**Material to process**
+===+

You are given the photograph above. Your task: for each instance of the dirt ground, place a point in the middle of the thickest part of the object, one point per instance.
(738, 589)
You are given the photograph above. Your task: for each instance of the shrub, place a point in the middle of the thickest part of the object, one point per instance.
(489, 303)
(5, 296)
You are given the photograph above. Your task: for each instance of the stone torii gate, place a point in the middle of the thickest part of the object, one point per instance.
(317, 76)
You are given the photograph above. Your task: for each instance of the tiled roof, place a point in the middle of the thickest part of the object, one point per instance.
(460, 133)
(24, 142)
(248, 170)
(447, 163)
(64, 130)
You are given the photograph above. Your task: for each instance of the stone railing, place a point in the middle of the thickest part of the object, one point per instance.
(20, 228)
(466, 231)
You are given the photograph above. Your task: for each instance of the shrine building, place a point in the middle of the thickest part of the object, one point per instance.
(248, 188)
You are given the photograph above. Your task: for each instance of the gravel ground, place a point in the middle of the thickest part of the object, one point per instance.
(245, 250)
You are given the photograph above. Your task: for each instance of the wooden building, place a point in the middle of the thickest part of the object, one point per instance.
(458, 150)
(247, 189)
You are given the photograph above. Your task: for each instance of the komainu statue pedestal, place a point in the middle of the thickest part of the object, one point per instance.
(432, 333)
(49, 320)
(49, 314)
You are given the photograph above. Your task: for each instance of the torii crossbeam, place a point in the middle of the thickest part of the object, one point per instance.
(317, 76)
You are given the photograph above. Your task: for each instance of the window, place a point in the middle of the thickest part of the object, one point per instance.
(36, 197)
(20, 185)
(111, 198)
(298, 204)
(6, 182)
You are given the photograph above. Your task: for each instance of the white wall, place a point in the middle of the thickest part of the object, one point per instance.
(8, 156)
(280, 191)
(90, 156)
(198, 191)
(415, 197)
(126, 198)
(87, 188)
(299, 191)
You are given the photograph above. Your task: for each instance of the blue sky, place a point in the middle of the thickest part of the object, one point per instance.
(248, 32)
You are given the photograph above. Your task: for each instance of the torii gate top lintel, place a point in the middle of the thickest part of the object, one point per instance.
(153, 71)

+===+

**Task description**
When the entries above are retyped, each line must stay exactly as it is.

**Response to the exercise**
You are given the photograph above. Your task: for each instance of the dirt ground, place a point in the middle of the thickest part of the object, one point per instance.
(738, 589)
You are given the photograph above. Your task: for each instance of the shrub, place a point in the middle of the thickest part of the object, one point per instance.
(489, 303)
(5, 296)
You are given the photograph above. Your task: for each instance of the stone torii gate, place a point in the middle of the thickest part of the object, one point per instance.
(317, 76)
You are given the photograph above. Your task: for each instance of the tiled roof, place a point in the middle of the thickest part of the object, one point per instance.
(460, 133)
(24, 142)
(248, 170)
(447, 163)
(64, 130)
You are given the photograph above. Your task: for each instance of the stone railing, place a point in the middle of the thickest part of the object, one point per instance.
(20, 228)
(466, 231)
You are given the photograph above. Your task: for each instance of the shrine building, place a point in the middle of the thickest part of the object, one point per instance.
(248, 188)
You are given the photograph above. Your task: for each instance of the gravel ground, place a point in the middle of the thickest part of the object, one point per instance.
(245, 250)
You are given the photograph above. Your task: for each instance of the wooden building, place a point in the middle of the thickest part of the object, one point per instance.
(458, 150)
(247, 189)
You are given the photograph above. Your task: for each instance of the komainu statue pedestal, place a point in the middle of the thickest part of the object, one point per instance.
(432, 333)
(49, 320)
(49, 314)
You are given the photograph above. Your task: for each instance of the torii crossbeam, place a point in the middle of the thickest part of the object, one point per instance.
(317, 76)
You are given the photograph above. Your task: for each instance of the window, place a point in the middle of the thickest part of the object, one point per instance.
(36, 197)
(20, 185)
(111, 198)
(298, 204)
(6, 182)
You are given the photograph above. Your task: for each instance of the white wall, place a point in the middle of the thickest part of the object, one point per instance.
(8, 156)
(280, 191)
(90, 156)
(198, 191)
(415, 197)
(126, 198)
(87, 188)
(299, 191)
You are given the photograph above. Your task: for each instance of the blue sky, place a point in the middle of the thickest part of the object, one point per instance.
(248, 32)
You are given the photograph above. Your task: for each instance of the torii gate top lintel, place a point in the middle of the thickest part of the object, one point per instance.
(153, 71)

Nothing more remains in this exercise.